Work instructions >> Edit everything from the line containing "target: white lane marking" down to the line containing "121), (53, 120)]]", replacing "white lane marking" with "painted road stripe" and keeping all else unchanged. Return only those lines.

Records from a data source:
------------
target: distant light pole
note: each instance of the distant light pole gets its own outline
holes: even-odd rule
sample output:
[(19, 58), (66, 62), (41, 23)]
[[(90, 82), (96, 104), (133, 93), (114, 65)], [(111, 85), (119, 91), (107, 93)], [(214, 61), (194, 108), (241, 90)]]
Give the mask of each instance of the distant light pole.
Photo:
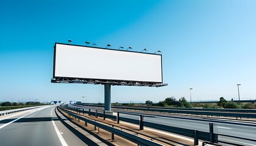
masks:
[(191, 90), (193, 89), (192, 88), (190, 88), (190, 104), (192, 104), (192, 98), (191, 98)]
[(90, 44), (90, 42), (85, 41), (85, 46), (86, 46), (87, 44)]
[(107, 46), (105, 48), (107, 48), (107, 47), (111, 47), (110, 44), (107, 44)]
[(127, 50), (128, 49), (132, 49), (132, 47), (129, 47), (127, 49), (126, 49), (126, 50)]
[(143, 50), (148, 50), (146, 49), (144, 49), (140, 52), (142, 52)]
[(238, 84), (237, 85), (237, 88), (238, 89), (238, 101), (239, 101), (239, 103), (240, 103), (240, 94), (239, 92), (239, 86), (241, 85), (241, 84)]

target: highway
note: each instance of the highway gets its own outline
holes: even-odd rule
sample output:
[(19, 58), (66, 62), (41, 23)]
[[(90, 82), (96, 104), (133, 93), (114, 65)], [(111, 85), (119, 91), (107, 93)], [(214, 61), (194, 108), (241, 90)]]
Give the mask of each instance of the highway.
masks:
[[(69, 105), (69, 106), (71, 107), (81, 108), (80, 106), (71, 105)], [(88, 106), (86, 108), (93, 109), (96, 107)], [(99, 109), (100, 108), (97, 109)], [(113, 111), (115, 111), (115, 110), (114, 109)], [(121, 110), (118, 111), (121, 111)], [(120, 113), (120, 117), (137, 119), (138, 120), (140, 119), (140, 116), (138, 116), (129, 114), (129, 113), (134, 114), (134, 113), (132, 113), (131, 111), (129, 112), (127, 110), (123, 111), (123, 112), (124, 111), (128, 114)], [(140, 114), (137, 113), (138, 115), (143, 113), (144, 114), (143, 111), (139, 111), (138, 113), (140, 113)], [(256, 124), (255, 123), (244, 123), (241, 121), (225, 121), (214, 119), (211, 119), (211, 121), (209, 122), (208, 119), (199, 119), (196, 117), (193, 117), (190, 116), (186, 118), (179, 118), (179, 117), (173, 116), (169, 117), (168, 116), (160, 116), (160, 115), (157, 115), (156, 113), (154, 113), (151, 115), (154, 116), (144, 117), (144, 121), (205, 132), (209, 132), (209, 123), (211, 122), (213, 123), (213, 131), (215, 133), (256, 139)], [(219, 140), (227, 142), (235, 142), (235, 144), (240, 144), (241, 145), (256, 145), (256, 142), (238, 139), (223, 136), (219, 136)]]
[(87, 145), (46, 106), (0, 117), (0, 145)]

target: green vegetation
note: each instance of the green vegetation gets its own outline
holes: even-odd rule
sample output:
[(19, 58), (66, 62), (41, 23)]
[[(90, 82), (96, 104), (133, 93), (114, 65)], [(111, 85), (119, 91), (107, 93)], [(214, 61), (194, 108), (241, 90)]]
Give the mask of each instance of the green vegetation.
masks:
[(153, 103), (148, 100), (143, 103), (115, 103), (112, 105), (116, 106), (152, 106), (172, 108), (233, 108), (233, 109), (256, 109), (255, 103), (240, 103), (232, 101), (227, 101), (223, 97), (219, 98), (219, 101), (213, 103), (192, 103), (188, 102), (185, 97), (181, 97), (177, 100), (174, 97), (166, 98), (164, 100), (159, 101), (158, 103)]
[(168, 97), (163, 101), (160, 101), (158, 103), (152, 105), (163, 107), (179, 107), (179, 108), (191, 108), (190, 103), (188, 102), (185, 97), (181, 97), (179, 100), (174, 97)]
[(26, 104), (23, 103), (10, 103), (10, 102), (5, 102), (1, 103), (0, 106), (0, 111), (4, 111), (4, 110), (9, 110), (9, 109), (17, 109), (17, 108), (27, 108), (27, 107), (31, 107), (31, 106), (40, 106), (40, 105), (49, 105), (42, 103), (40, 102), (27, 102)]

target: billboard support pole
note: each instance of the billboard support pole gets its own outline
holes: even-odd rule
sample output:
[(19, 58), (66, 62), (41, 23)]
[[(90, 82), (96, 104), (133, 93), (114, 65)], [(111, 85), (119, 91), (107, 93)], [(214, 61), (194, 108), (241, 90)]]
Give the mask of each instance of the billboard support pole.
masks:
[(104, 105), (105, 111), (111, 111), (111, 85), (104, 84)]

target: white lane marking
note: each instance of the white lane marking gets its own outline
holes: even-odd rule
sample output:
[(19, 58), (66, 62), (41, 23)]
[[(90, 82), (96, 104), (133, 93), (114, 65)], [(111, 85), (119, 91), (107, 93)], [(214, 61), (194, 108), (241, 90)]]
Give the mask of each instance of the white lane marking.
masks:
[(8, 125), (11, 124), (11, 123), (13, 123), (14, 122), (15, 122), (15, 121), (16, 121), (18, 120), (20, 120), (20, 119), (21, 119), (21, 118), (23, 118), (23, 117), (24, 117), (25, 116), (27, 116), (27, 115), (30, 114), (32, 114), (32, 113), (31, 113), (27, 114), (26, 114), (26, 115), (24, 115), (24, 116), (23, 116), (22, 117), (20, 117), (18, 118), (18, 119), (16, 119), (14, 120), (12, 120), (12, 121), (9, 122), (9, 123), (5, 123), (5, 124), (4, 124), (4, 125), (2, 125), (2, 126), (0, 127), (0, 129), (2, 129), (2, 128), (5, 127), (5, 126), (7, 126)]
[[(54, 108), (55, 108), (55, 107)], [(54, 108), (52, 108), (52, 110), (51, 111), (51, 114), (52, 114), (52, 109), (54, 109)], [(53, 119), (52, 119), (52, 124), (53, 124), (53, 125), (54, 125), (54, 130), (55, 130), (55, 132), (56, 132), (56, 133), (57, 133), (57, 135), (58, 136), (58, 137), (59, 137), (59, 139), (60, 139), (60, 142), (62, 142), (62, 145), (63, 146), (68, 146), (68, 144), (66, 143), (66, 142), (65, 141), (65, 140), (64, 140), (64, 139), (63, 139), (63, 137), (62, 137), (62, 134), (63, 134), (63, 133), (60, 133), (60, 131), (58, 130), (58, 128), (57, 127), (57, 126), (56, 126), (56, 125), (55, 124), (55, 123), (54, 123), (54, 121), (53, 120)]]
[(21, 117), (20, 117), (18, 118), (18, 119), (15, 119), (15, 120), (12, 120), (12, 121), (11, 121), (11, 122), (9, 122), (9, 123), (5, 123), (5, 124), (2, 125), (2, 126), (1, 126), (1, 127), (0, 127), (0, 129), (2, 129), (2, 128), (4, 128), (4, 127), (5, 127), (7, 126), (8, 125), (11, 124), (11, 123), (13, 123), (14, 122), (15, 122), (15, 121), (16, 121), (16, 120), (20, 120), (20, 119), (21, 119), (21, 118), (23, 118), (23, 117), (25, 117), (25, 116), (27, 116), (27, 115), (29, 115), (29, 114), (32, 114), (32, 113), (35, 113), (35, 112), (36, 112), (36, 111), (38, 111), (41, 110), (41, 109), (44, 109), (44, 108), (41, 108), (41, 109), (37, 109), (37, 110), (35, 110), (35, 111), (34, 111), (33, 112), (30, 111), (30, 112), (29, 112), (29, 113), (28, 113), (28, 114), (26, 114), (26, 115), (24, 115), (24, 116), (21, 116)]
[(59, 139), (60, 141), (60, 142), (62, 142), (62, 144), (63, 146), (68, 146), (68, 144), (66, 143), (66, 142), (65, 141), (63, 137), (62, 136), (62, 134), (59, 131), (58, 128), (57, 128), (56, 125), (55, 125), (54, 121), (52, 119), (52, 124), (54, 125), (54, 130), (56, 131), (57, 135), (59, 137)]
[(54, 108), (53, 108), (52, 109), (52, 110), (51, 111), (51, 116), (52, 116), (52, 109), (54, 109), (55, 108), (55, 107)]

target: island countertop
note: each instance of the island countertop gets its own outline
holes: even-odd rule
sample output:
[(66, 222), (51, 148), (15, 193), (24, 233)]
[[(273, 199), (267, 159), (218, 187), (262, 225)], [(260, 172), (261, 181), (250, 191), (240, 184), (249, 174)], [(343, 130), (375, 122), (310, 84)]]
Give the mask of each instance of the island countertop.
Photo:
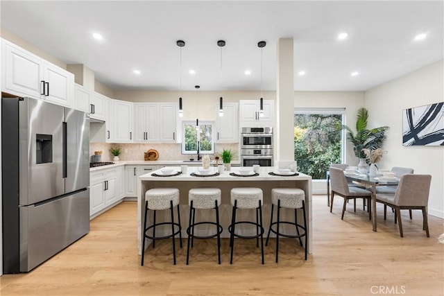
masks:
[[(216, 168), (212, 167), (214, 172)], [(230, 175), (232, 173), (237, 172), (239, 168), (232, 167), (229, 171), (224, 171), (219, 175), (214, 176), (193, 176), (191, 173), (197, 171), (200, 167), (188, 166), (186, 173), (180, 173), (180, 166), (171, 166), (173, 173), (178, 175), (157, 177), (160, 175), (162, 168), (142, 175), (139, 177), (141, 182), (141, 192), (137, 197), (137, 245), (139, 254), (142, 254), (142, 223), (144, 220), (144, 207), (145, 205), (145, 193), (147, 190), (159, 187), (178, 188), (180, 191), (180, 220), (182, 222), (182, 234), (183, 237), (187, 237), (186, 229), (188, 226), (189, 207), (188, 205), (188, 191), (190, 189), (198, 187), (215, 187), (221, 190), (221, 204), (219, 207), (221, 213), (221, 224), (223, 227), (222, 237), (228, 237), (228, 228), (230, 223), (231, 204), (230, 202), (230, 193), (234, 187), (256, 187), (262, 189), (264, 194), (264, 205), (262, 207), (262, 218), (264, 220), (264, 228), (268, 230), (271, 209), (271, 189), (275, 187), (299, 188), (305, 193), (305, 207), (307, 214), (307, 223), (308, 228), (308, 251), (312, 251), (312, 225), (311, 225), (311, 177), (301, 173), (295, 176), (271, 175), (270, 172), (276, 171), (278, 167), (261, 166), (258, 172), (259, 175), (255, 176), (236, 176)], [(253, 170), (253, 168), (252, 168)], [(160, 219), (169, 219), (168, 215), (160, 218), (160, 215), (164, 211), (157, 213), (157, 217)], [(166, 212), (167, 211), (165, 211)], [(168, 214), (168, 213), (167, 213)], [(282, 220), (293, 220), (294, 212), (289, 211), (282, 214)], [(298, 220), (300, 221), (302, 215), (298, 216)], [(211, 219), (211, 217), (210, 217)], [(294, 227), (293, 227), (294, 228)]]

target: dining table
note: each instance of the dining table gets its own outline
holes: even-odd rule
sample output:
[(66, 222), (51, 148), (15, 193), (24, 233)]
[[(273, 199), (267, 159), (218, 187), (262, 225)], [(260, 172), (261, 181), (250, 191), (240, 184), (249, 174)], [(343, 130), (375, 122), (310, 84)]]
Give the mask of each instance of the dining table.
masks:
------------
Correct output >>
target: painted road stripe
note: each instance of the painted road stripe gets its own outline
holes: even-odd rule
sample output:
[(19, 58), (66, 62), (41, 23)]
[[(90, 82), (96, 104), (133, 93), (114, 65)], [(111, 85), (119, 91), (107, 93)], [(214, 61), (194, 108), (241, 90)]]
Give the mask of each instance of the painted road stripe.
masks:
[(8, 125), (11, 124), (11, 123), (13, 123), (14, 122), (15, 122), (15, 121), (16, 121), (18, 120), (20, 120), (20, 119), (21, 119), (21, 118), (23, 118), (23, 117), (24, 117), (25, 116), (27, 116), (27, 115), (30, 114), (32, 114), (32, 113), (31, 113), (27, 114), (26, 114), (26, 115), (24, 115), (24, 116), (23, 116), (22, 117), (20, 117), (18, 118), (18, 119), (16, 119), (14, 120), (12, 120), (12, 121), (9, 122), (9, 123), (5, 123), (5, 124), (4, 124), (4, 125), (2, 125), (2, 126), (0, 127), (0, 129), (2, 129), (2, 128), (5, 127), (5, 126), (7, 126)]
[[(54, 108), (55, 108), (55, 107)], [(54, 108), (52, 108), (52, 110), (51, 111), (51, 114), (52, 114), (52, 109), (54, 109)], [(53, 119), (52, 119), (52, 124), (53, 124), (53, 125), (54, 125), (54, 130), (55, 130), (55, 132), (56, 132), (56, 133), (57, 133), (57, 135), (58, 136), (58, 137), (59, 137), (59, 139), (60, 139), (60, 142), (62, 142), (62, 145), (63, 146), (68, 146), (68, 144), (66, 143), (66, 142), (65, 141), (65, 140), (64, 140), (64, 139), (63, 139), (63, 137), (62, 137), (62, 134), (63, 134), (63, 133), (60, 133), (60, 131), (58, 130), (58, 128), (57, 127), (57, 126), (56, 126), (56, 125), (55, 124), (55, 123), (54, 123), (54, 121), (53, 120)]]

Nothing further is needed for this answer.